## Document extract
▬▬▬▬▬▬

New Material Transforms Car Bodies Into Batteries

MikeChino writes "As battery manufacturers race to produce more efficient lithium-ion batteries for electric vehicles, some scientists are looking to make the cars themselves a power source. Researchers are currently developing a new auto body material that can store and release electrical energy like a battery. Once perfected, scientists hope the substance will replace standard car bodies, making vehicles up to 15 percent lighter and significantly extending the range of electric vehicles."

Re:Good

[Jeng]

Even once they do perfect the electric car I would imagine there is no getting rid of the internal combustion engine.

Diesel powered vehicles will slowly turn to bio-diesel options and gasoline powered engines will slowly turn to ethanol power.

Electric is good for basic commuting where the route will be basically the same day after day, it is not good for if you do not know how far you will drive a day. Although the long recharge time is part of it, the main part is that you do not want to buy more battery than you are going to be using since the battery will be one of the most expensive parts of the car.

A larger gas tank costs almost nothing. The infrastructure is already in place for bio-diesel and ethanol and most cars can be converted. Electric cars will fill a niche, and that is all.

Re:Good

[Rei]

I really hope we get this electric car thing figured out soon because I am just about sick of following smoke belching vehicles every day.

The tech is here. Modern batteries can rapid charge in minutes (given adequate cooling) and yield hundreds of miles of range. The issue is cost. For most EVs, battery packs are generally limited in size by price, not volume or weight. And not just battery cost that's the problem; quality AC drivetrains are expensive as heck right now. You can't even use a lot of mass-produced accessories with EVs if the conventional accessory requires a gasoline engine to be running. The good news is that it's all about volume. Your typical LFP or manganese li-ion pack combined with an AC drivetrain uses almost no rare or expensive raw materials. You have lithium salts ($4-8/kg), phosphoric acid (in the case of LFP), iron powder, a porous plastic membrane, graphite, etc in the battery pack; your motor optimally uses copper windings, but can also use aluminum; the inverter also uses copper or aluminum, plus things like silicon carbide for thyristors; etc. The expenses are primarily the huge amounts of labor and capital costs per unit because of very low volumes and because of the lack of production process refinement.

▬▬▬▬▬▬

## The data
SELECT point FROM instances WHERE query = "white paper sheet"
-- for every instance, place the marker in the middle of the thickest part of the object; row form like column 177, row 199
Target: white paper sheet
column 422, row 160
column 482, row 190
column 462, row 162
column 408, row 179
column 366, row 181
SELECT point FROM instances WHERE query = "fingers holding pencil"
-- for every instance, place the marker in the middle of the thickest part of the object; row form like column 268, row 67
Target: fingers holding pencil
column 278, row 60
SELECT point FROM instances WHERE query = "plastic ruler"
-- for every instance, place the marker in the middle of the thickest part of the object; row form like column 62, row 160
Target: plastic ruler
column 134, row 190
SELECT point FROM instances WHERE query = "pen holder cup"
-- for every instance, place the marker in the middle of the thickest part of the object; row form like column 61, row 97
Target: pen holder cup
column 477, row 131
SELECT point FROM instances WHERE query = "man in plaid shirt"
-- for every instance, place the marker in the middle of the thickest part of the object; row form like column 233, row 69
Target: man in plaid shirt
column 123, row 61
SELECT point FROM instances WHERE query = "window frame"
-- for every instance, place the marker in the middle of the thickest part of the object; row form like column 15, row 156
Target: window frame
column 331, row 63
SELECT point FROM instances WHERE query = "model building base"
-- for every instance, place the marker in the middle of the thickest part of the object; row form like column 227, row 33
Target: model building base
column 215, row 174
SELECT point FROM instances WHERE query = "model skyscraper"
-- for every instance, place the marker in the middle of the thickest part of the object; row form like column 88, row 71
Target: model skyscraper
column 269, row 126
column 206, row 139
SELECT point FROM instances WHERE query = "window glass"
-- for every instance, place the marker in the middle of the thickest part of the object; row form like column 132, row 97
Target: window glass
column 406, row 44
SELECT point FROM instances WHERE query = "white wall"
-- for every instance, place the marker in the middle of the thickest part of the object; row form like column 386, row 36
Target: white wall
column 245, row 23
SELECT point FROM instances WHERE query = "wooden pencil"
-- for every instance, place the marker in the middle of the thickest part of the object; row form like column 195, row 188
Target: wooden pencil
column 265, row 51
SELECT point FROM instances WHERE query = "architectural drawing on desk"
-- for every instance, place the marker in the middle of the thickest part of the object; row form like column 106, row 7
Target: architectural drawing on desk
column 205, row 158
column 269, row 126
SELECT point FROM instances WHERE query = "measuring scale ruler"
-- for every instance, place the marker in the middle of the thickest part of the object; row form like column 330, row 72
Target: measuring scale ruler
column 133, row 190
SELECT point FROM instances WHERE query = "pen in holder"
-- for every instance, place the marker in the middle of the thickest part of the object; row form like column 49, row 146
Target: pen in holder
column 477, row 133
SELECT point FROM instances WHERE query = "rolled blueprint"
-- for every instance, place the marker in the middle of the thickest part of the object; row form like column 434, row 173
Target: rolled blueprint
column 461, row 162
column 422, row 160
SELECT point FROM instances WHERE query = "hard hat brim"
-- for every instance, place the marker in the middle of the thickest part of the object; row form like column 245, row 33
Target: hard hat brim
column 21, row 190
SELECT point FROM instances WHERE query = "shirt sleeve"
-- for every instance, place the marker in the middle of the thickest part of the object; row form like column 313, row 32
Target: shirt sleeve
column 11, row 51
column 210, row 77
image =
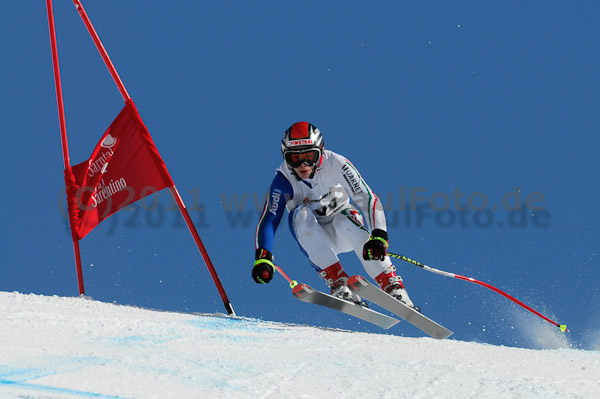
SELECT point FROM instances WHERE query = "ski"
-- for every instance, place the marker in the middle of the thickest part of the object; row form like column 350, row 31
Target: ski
column 370, row 292
column 308, row 294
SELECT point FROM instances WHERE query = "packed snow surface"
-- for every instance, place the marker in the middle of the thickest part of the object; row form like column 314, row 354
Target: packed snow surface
column 53, row 347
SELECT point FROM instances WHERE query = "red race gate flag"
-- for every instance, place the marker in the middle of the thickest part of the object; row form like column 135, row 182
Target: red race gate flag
column 124, row 167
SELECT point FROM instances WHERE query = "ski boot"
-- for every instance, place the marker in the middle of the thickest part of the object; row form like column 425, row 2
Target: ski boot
column 337, row 279
column 392, row 284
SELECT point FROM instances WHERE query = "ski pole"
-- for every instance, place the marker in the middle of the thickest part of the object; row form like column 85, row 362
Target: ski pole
column 293, row 283
column 562, row 327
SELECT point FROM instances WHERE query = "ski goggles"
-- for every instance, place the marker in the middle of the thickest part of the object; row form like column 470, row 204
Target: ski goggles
column 306, row 157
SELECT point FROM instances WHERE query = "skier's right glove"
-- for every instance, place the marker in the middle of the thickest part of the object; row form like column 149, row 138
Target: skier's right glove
column 263, row 269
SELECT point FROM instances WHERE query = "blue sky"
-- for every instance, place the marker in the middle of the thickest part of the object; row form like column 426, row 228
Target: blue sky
column 423, row 97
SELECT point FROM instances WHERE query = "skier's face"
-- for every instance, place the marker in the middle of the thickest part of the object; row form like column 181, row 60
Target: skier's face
column 303, row 171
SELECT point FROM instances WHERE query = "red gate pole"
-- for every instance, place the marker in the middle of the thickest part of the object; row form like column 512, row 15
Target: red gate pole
column 63, row 129
column 174, row 192
column 200, row 245
column 102, row 50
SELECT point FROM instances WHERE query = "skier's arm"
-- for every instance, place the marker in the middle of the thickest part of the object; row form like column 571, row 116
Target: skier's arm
column 362, row 195
column 279, row 192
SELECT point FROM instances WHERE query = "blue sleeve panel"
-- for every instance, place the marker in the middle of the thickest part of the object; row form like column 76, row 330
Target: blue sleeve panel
column 280, row 192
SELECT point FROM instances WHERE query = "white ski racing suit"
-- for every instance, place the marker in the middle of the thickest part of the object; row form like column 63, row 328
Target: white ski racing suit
column 321, row 218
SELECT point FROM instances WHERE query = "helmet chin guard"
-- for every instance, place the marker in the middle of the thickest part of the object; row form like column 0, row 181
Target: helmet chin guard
column 302, row 143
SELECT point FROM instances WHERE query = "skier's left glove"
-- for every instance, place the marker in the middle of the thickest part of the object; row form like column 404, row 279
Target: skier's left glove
column 376, row 247
column 263, row 269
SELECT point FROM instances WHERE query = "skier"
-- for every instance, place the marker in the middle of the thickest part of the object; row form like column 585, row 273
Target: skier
column 316, row 185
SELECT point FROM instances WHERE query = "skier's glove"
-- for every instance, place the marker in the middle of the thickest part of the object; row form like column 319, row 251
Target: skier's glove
column 376, row 247
column 263, row 269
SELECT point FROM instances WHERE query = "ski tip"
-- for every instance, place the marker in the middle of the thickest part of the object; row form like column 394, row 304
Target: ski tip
column 563, row 328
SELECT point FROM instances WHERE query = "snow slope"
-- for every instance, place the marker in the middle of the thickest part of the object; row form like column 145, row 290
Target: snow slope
column 54, row 347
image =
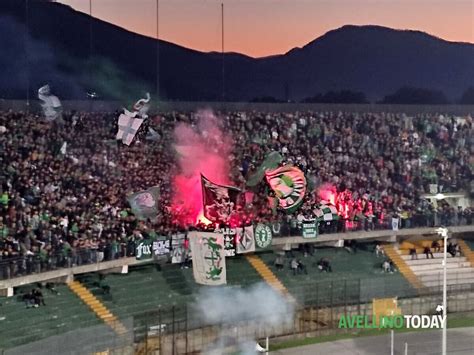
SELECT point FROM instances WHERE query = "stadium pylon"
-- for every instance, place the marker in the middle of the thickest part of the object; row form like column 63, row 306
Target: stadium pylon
column 402, row 266
column 97, row 307
column 466, row 251
column 269, row 276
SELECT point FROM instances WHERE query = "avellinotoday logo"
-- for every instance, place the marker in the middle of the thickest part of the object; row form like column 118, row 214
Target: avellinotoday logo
column 394, row 322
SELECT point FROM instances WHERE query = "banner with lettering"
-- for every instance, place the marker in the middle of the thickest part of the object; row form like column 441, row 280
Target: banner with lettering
column 143, row 249
column 245, row 240
column 208, row 258
column 310, row 228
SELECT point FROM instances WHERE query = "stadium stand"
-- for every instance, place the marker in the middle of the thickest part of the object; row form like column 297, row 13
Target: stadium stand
column 63, row 312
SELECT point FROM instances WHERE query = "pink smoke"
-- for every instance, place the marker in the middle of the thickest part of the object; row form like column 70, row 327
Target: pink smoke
column 203, row 149
column 328, row 193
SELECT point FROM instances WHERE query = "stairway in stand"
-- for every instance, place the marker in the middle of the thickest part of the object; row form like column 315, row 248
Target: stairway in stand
column 269, row 276
column 466, row 251
column 429, row 271
column 97, row 307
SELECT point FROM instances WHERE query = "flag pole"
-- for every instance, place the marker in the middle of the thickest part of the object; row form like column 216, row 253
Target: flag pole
column 157, row 51
column 222, row 49
column 90, row 44
column 27, row 56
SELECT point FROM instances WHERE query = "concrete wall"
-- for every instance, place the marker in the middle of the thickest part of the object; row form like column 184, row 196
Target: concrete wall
column 102, row 106
column 67, row 274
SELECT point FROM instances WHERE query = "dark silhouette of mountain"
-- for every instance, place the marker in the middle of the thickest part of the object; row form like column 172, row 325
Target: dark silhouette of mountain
column 370, row 59
column 416, row 96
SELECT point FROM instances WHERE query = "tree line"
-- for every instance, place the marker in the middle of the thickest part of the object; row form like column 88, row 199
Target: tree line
column 406, row 95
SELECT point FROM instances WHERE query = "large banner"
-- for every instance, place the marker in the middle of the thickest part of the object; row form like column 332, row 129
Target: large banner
column 178, row 248
column 310, row 228
column 161, row 247
column 245, row 241
column 219, row 201
column 208, row 258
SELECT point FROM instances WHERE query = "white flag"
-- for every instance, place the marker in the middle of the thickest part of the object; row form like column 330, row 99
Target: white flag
column 128, row 127
column 51, row 105
column 208, row 258
column 142, row 106
column 245, row 240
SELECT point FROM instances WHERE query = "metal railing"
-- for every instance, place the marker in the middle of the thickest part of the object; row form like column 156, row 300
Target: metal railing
column 22, row 265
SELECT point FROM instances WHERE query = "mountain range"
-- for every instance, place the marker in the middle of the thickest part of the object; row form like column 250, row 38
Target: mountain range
column 76, row 54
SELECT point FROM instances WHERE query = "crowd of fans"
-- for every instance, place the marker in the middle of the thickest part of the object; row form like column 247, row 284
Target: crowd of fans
column 63, row 184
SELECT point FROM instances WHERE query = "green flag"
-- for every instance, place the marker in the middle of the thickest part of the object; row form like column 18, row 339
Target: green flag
column 289, row 184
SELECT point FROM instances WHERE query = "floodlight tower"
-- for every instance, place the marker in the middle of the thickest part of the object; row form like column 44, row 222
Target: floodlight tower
column 443, row 231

▬▬▬▬▬▬

## Assigned task
Answer these questions about the car-body battery thread:
1. According to the opening post, by how much lighter could the new material make vehicles?
2. Which fuel does Jeng expect gasoline-powered engines to shift to?
3. What price does Rei give for lithium salts?

## Solution for this exercise
1. Up to 15 percent lighter.
2. Ethanol.
3. $4-8/kg.